---------- RECORDS SHOWN

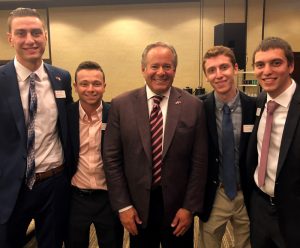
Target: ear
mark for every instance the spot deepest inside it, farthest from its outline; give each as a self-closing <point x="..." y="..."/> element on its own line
<point x="75" y="86"/>
<point x="236" y="68"/>
<point x="9" y="39"/>
<point x="46" y="35"/>
<point x="291" y="68"/>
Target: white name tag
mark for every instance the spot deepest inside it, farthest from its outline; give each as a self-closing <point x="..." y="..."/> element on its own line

--------------------

**JOB**:
Could you render the lines above as a numbered list, skipping any blank lines and leaving the pictures out?

**ANSWER**:
1. Target: ear
2. mark for every instance the spot deepest inside it, farthest from its outline; give each as a self-closing <point x="..." y="..."/> element on its own line
3. <point x="75" y="86"/>
4. <point x="236" y="68"/>
5. <point x="9" y="39"/>
6. <point x="46" y="35"/>
7. <point x="291" y="68"/>
8. Target: white name tag
9. mark for every instance the spot deepest inside it, farthest from its outline; give each as a self-closing <point x="..." y="..."/> element on its own line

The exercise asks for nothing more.